Toon elke regel uit de onderstaande gegevens waarin het woord "hair" voorkomt. Hoofdletters en kleine letters tellen mee.
⟨
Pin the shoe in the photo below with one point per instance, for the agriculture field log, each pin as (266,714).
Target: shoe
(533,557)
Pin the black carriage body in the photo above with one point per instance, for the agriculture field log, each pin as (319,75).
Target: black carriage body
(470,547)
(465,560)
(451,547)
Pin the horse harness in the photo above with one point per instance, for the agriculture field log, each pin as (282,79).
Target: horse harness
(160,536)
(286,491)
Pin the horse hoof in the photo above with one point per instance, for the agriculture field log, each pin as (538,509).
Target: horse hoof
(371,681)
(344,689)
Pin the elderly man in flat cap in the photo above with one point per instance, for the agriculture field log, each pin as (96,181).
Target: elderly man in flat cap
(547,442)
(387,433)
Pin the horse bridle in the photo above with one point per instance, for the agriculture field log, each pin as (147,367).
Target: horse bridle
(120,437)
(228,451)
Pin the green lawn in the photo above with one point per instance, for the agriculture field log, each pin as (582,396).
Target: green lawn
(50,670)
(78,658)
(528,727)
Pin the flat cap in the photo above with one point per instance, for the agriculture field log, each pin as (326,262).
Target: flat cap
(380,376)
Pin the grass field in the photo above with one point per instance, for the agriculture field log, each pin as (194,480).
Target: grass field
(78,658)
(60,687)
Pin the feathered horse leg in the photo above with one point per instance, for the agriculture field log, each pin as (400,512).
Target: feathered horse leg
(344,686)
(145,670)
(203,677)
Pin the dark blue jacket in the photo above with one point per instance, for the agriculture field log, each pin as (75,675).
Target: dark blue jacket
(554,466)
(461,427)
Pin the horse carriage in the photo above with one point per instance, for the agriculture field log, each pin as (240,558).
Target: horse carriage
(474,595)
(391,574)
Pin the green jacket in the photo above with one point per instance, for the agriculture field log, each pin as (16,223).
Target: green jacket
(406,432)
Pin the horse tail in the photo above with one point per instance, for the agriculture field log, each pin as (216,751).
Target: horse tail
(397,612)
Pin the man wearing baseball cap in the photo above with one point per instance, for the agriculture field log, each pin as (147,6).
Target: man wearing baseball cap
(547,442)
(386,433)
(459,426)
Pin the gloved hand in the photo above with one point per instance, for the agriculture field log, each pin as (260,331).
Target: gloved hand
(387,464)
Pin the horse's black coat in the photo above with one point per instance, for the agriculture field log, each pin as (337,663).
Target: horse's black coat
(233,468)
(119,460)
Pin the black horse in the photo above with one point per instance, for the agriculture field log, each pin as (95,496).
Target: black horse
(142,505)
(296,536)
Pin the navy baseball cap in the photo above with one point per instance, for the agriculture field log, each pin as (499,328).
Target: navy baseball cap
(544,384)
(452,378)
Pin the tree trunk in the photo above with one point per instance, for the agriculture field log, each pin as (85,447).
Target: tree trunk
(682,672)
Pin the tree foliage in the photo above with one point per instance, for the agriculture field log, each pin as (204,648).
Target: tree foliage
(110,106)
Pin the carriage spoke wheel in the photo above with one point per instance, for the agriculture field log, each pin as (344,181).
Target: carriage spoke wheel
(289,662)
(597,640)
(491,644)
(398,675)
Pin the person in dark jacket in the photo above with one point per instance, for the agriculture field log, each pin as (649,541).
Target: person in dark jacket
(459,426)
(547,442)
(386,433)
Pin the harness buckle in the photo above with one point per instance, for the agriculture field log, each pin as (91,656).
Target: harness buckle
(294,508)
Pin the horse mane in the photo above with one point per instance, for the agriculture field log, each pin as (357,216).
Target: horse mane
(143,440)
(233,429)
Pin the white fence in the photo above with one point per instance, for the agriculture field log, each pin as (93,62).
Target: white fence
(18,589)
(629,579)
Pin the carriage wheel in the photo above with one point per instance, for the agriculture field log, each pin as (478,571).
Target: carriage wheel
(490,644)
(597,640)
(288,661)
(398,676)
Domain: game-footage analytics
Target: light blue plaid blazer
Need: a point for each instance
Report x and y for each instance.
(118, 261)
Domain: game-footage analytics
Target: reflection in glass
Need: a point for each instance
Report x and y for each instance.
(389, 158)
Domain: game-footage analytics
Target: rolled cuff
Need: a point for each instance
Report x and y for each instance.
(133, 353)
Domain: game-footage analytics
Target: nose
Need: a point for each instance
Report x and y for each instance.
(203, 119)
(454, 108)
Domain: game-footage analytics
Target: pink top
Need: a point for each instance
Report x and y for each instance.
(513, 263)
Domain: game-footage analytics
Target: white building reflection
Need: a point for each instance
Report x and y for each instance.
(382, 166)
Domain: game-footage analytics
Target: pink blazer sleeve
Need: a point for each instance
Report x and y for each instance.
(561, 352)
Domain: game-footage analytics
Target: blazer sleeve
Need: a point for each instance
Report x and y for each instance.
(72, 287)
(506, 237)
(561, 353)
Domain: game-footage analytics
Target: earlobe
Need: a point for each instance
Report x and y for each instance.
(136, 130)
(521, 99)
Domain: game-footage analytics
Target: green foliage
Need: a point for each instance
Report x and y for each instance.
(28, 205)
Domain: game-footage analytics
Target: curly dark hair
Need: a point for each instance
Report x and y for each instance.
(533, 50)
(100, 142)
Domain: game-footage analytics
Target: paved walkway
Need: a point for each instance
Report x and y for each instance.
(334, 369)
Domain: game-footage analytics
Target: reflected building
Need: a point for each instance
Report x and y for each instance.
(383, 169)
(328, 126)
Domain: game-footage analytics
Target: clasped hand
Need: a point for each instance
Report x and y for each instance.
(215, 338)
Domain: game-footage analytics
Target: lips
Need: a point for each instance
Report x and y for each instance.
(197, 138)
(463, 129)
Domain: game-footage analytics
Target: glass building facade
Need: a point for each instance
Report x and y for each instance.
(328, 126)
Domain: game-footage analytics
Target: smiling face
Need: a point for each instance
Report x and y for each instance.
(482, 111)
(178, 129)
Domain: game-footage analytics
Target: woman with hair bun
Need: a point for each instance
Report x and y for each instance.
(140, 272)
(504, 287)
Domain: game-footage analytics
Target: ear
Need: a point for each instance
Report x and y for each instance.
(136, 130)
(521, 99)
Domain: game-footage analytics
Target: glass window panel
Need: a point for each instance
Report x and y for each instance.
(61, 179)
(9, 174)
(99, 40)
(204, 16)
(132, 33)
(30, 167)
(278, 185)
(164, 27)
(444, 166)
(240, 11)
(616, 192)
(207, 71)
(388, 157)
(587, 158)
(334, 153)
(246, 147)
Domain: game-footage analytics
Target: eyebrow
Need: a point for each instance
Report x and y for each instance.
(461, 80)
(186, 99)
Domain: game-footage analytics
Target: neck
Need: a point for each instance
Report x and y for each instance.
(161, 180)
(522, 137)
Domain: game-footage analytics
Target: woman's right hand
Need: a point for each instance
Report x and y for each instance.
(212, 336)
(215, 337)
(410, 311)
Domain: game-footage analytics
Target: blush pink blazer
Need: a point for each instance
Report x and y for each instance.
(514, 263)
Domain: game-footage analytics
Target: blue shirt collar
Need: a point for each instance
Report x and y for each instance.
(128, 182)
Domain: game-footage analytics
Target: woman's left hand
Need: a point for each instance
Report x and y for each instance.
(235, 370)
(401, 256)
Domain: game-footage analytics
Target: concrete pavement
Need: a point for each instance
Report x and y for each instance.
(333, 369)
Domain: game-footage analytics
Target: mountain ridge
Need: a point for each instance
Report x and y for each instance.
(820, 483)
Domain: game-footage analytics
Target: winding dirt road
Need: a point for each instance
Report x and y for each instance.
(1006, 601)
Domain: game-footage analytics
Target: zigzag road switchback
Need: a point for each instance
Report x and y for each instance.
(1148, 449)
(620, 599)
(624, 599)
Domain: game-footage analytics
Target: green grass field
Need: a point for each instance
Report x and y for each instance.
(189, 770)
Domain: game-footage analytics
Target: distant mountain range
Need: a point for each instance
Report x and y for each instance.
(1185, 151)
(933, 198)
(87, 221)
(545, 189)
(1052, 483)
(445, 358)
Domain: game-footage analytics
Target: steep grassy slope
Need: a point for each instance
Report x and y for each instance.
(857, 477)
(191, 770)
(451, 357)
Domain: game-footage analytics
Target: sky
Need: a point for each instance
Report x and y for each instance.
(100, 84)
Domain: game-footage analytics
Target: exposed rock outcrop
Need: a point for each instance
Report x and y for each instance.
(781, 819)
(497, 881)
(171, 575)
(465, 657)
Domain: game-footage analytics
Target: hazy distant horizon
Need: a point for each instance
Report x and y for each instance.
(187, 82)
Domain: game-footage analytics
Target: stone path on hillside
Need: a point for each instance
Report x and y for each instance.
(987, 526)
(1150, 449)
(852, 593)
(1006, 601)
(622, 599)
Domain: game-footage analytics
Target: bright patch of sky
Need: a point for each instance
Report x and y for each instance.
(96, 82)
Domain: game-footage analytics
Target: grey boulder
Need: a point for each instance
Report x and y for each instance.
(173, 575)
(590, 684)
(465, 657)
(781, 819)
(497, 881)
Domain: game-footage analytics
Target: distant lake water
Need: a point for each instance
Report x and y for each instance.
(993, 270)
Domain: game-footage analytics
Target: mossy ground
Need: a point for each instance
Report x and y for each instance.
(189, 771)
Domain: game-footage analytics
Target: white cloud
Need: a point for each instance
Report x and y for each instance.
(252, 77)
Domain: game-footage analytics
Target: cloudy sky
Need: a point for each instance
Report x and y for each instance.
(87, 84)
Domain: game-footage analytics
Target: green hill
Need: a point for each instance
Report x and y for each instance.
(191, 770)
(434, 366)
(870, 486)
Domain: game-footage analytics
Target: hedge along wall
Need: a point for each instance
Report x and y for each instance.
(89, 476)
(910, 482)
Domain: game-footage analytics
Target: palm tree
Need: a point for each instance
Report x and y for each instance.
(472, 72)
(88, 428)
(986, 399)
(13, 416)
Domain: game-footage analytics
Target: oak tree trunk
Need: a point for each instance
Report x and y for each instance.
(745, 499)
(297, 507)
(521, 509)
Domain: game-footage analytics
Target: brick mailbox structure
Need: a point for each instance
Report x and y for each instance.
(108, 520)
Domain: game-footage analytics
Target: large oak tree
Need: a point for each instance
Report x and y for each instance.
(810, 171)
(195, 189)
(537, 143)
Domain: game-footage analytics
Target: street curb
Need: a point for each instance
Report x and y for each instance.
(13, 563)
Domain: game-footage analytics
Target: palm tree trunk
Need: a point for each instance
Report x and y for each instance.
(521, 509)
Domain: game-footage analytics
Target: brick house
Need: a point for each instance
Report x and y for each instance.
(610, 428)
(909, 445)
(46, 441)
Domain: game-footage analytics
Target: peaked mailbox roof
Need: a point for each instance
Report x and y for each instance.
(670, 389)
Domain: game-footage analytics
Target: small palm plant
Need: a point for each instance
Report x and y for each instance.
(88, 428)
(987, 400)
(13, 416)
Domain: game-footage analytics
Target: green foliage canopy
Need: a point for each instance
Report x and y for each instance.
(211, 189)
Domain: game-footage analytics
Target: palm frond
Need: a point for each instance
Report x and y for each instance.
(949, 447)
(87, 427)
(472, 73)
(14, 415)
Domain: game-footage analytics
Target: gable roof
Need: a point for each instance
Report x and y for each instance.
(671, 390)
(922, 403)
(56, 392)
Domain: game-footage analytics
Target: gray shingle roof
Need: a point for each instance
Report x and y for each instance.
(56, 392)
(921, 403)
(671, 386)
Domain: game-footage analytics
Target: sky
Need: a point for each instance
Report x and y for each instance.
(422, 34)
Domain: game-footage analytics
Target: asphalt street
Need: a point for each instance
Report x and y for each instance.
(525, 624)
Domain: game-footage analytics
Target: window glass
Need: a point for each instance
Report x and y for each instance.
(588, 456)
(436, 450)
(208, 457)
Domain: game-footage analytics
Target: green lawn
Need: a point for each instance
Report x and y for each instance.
⟩
UITGEVOERDE TAAK →
Target: curly dark hair
Target: woman with hair bun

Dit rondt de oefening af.